What is asked ▸ Copy out everything from the line containing "Target: young man in gray hoodie" down to the line containing "(1366, 524)". Switch "placard" to "sign" and leave every other part of those lines unchanged.

..............................

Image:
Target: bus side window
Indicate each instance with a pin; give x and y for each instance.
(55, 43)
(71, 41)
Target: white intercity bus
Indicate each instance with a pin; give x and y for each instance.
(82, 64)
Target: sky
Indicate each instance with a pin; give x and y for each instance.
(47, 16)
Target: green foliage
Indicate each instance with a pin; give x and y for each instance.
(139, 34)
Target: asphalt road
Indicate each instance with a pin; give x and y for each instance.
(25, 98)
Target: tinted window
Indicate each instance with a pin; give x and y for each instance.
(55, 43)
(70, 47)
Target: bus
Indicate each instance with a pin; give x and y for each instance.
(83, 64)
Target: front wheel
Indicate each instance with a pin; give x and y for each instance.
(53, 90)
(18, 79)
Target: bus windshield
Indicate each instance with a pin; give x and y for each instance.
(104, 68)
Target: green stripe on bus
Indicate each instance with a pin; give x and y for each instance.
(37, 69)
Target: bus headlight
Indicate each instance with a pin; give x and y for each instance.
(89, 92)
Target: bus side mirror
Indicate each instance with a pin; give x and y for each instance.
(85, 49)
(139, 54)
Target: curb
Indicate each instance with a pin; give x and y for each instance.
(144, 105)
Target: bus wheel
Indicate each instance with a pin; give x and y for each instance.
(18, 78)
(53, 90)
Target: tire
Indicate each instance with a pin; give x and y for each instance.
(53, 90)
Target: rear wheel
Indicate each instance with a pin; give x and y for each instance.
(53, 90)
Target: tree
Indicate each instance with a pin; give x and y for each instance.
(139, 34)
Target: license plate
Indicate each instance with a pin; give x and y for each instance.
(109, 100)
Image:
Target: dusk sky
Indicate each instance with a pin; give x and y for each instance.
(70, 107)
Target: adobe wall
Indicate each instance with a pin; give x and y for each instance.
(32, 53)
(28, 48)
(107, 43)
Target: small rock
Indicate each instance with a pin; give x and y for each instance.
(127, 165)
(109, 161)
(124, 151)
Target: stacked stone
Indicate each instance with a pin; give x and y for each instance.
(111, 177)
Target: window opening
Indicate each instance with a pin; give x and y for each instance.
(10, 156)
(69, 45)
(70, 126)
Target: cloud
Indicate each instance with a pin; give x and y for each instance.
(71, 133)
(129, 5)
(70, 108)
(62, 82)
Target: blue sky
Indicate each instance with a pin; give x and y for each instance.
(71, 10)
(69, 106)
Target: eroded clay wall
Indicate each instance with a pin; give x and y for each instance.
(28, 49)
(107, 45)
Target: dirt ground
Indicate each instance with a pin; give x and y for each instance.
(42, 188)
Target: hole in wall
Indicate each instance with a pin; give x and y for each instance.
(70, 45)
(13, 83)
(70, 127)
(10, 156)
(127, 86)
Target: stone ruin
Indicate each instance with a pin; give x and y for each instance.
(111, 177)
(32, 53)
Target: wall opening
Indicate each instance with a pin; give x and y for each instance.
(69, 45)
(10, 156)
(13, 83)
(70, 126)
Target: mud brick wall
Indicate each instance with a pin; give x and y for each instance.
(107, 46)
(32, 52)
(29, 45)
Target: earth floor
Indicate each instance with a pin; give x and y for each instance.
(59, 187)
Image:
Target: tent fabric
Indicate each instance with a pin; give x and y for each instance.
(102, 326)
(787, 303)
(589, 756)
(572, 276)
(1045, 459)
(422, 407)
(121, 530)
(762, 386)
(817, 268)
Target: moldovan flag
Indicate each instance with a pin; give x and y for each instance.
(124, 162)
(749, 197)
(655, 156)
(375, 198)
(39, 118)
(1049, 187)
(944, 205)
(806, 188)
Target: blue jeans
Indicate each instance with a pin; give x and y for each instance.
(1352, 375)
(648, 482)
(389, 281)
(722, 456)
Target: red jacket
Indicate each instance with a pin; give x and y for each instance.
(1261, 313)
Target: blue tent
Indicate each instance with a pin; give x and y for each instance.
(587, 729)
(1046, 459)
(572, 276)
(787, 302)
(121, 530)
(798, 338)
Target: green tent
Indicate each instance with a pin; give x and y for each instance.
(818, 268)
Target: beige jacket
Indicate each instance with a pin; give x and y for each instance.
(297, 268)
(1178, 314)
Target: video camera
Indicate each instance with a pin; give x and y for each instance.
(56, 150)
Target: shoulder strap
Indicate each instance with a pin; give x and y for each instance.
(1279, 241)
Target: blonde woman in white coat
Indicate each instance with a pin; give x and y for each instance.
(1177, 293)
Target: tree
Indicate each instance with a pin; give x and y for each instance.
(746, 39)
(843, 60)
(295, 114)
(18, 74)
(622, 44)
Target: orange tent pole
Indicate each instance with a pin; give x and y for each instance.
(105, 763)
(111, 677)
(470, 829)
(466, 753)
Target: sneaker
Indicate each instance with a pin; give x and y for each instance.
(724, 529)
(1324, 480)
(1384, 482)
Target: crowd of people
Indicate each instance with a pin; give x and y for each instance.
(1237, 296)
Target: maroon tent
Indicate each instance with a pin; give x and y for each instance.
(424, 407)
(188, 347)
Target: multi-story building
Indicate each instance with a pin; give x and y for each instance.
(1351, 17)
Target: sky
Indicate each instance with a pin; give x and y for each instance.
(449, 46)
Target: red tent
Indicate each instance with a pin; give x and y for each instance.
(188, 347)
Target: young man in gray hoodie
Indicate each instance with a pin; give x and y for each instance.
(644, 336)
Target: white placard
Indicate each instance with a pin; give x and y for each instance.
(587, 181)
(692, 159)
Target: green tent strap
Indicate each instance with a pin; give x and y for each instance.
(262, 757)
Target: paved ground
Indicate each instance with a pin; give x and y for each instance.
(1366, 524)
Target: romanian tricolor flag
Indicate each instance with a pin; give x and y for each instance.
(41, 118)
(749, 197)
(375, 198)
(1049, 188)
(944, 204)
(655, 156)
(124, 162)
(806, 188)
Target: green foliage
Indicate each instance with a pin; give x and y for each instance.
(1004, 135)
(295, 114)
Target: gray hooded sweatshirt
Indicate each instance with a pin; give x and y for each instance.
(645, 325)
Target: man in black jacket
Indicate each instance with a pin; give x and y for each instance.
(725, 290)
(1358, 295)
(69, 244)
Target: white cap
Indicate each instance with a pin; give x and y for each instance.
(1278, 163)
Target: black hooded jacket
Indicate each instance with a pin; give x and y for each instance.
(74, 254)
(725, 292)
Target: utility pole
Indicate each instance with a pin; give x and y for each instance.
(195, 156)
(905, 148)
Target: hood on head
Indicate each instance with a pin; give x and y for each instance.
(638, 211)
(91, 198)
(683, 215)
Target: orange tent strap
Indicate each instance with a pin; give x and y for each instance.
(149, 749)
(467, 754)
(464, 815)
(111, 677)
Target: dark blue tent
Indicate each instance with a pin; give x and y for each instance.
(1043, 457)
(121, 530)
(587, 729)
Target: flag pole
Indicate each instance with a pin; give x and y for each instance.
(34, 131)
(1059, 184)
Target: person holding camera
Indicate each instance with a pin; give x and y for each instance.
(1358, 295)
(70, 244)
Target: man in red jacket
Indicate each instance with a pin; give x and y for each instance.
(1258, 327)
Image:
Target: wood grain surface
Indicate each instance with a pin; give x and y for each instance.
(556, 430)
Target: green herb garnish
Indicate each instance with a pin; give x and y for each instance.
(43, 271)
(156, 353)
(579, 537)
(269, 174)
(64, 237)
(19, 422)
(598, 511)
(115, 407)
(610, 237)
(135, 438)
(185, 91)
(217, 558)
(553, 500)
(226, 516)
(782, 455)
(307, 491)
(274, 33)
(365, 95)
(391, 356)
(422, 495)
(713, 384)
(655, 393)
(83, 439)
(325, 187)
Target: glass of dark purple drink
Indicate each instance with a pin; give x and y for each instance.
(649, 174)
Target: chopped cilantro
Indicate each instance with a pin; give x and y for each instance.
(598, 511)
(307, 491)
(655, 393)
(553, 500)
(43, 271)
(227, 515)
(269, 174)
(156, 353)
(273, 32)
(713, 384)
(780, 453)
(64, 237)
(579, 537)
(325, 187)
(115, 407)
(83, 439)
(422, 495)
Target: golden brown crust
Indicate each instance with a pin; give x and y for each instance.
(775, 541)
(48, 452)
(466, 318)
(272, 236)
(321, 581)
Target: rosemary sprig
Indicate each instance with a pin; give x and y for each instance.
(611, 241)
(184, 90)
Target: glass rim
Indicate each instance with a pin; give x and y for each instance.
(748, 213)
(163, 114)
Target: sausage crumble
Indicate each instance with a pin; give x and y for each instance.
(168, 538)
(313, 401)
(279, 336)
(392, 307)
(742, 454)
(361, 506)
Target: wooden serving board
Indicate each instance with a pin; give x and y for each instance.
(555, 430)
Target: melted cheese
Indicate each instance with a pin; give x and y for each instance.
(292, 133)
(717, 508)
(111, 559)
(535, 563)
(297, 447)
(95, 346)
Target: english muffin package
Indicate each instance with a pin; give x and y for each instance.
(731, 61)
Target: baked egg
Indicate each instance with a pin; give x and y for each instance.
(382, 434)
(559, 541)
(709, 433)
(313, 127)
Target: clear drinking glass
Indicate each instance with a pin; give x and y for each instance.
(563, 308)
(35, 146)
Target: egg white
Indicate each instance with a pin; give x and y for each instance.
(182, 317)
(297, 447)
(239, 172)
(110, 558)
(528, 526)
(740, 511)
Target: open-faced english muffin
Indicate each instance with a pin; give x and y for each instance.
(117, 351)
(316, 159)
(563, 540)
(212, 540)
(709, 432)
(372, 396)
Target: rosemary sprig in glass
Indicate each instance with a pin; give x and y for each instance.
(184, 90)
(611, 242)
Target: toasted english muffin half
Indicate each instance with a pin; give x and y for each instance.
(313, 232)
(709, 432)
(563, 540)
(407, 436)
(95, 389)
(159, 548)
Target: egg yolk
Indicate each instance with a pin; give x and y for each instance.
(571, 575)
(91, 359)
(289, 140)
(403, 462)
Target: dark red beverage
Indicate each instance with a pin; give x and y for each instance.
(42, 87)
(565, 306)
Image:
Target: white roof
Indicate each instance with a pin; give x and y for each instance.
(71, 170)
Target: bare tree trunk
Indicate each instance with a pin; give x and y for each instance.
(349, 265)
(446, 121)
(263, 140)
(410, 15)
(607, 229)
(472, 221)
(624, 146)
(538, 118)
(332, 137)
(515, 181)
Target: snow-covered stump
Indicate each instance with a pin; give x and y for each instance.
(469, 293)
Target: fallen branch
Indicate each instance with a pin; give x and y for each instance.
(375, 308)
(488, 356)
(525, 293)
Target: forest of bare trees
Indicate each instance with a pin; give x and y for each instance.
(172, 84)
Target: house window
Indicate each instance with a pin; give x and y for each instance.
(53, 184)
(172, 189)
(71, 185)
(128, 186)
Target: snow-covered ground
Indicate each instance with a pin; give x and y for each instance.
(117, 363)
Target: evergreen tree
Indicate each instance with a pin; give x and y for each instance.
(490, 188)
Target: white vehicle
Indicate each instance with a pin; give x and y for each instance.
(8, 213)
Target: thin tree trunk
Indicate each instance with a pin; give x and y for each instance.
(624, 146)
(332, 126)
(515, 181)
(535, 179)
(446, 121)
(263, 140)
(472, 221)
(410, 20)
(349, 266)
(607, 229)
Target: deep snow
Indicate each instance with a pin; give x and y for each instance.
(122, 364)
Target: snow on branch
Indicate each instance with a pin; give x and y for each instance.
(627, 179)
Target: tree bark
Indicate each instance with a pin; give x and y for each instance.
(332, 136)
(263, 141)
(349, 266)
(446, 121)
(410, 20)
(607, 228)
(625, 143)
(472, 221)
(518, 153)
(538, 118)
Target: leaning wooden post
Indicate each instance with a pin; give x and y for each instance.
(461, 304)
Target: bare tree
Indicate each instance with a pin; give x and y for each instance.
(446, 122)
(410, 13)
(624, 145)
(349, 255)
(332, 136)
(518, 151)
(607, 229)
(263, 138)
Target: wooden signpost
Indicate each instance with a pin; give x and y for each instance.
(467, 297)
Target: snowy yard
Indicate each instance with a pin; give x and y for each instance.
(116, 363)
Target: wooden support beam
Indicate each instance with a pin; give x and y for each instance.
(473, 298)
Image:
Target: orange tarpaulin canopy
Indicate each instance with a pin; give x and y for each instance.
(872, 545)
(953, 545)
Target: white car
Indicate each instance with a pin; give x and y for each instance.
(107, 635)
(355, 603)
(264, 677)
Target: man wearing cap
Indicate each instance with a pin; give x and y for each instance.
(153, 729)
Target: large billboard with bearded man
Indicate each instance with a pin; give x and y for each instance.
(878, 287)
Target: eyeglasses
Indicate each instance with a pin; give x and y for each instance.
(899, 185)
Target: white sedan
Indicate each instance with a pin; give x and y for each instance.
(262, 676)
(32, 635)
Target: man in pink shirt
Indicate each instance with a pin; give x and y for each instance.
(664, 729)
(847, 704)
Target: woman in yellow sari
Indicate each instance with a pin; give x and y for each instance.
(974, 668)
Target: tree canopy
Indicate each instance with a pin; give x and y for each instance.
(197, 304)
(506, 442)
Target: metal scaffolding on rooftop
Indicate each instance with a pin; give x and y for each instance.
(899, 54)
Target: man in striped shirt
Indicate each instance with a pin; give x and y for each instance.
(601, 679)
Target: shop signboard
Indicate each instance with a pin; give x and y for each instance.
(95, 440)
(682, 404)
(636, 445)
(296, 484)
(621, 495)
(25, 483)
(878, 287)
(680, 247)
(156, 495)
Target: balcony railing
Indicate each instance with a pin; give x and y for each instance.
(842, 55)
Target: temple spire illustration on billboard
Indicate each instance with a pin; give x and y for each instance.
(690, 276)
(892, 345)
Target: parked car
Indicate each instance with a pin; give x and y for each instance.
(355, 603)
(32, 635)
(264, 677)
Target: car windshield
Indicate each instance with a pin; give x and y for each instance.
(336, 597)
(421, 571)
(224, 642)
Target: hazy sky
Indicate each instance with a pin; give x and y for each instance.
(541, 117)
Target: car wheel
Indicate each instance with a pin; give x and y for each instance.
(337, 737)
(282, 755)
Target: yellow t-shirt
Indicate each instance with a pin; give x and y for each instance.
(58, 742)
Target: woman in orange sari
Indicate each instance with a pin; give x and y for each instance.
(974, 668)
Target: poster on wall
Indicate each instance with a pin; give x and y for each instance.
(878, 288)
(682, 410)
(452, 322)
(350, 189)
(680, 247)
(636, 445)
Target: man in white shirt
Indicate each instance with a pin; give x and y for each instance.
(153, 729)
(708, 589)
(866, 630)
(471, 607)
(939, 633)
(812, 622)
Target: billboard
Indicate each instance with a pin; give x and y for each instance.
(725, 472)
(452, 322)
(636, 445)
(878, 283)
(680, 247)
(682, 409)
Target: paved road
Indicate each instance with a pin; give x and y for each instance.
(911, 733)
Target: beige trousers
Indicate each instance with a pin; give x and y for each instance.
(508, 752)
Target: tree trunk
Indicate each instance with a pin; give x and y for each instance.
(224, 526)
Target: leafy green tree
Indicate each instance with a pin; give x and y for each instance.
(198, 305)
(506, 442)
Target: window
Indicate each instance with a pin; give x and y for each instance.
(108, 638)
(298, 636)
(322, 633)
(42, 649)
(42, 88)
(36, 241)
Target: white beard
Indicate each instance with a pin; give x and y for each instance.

..............................

Answer for this exercise ▸
Target: young man in gray hoodie
Indicate each instance with a pin; give x and y for each instance.
(644, 336)
Target: white sign
Indicate each instance with a pin; give x and y for each instance.
(587, 181)
(692, 159)
Target: green tent strap
Indicate each instance with a pin; give x and y for each instance.
(262, 757)
Target: paved ground
Indicate each instance with a pin; give x and y for each instance.
(1366, 524)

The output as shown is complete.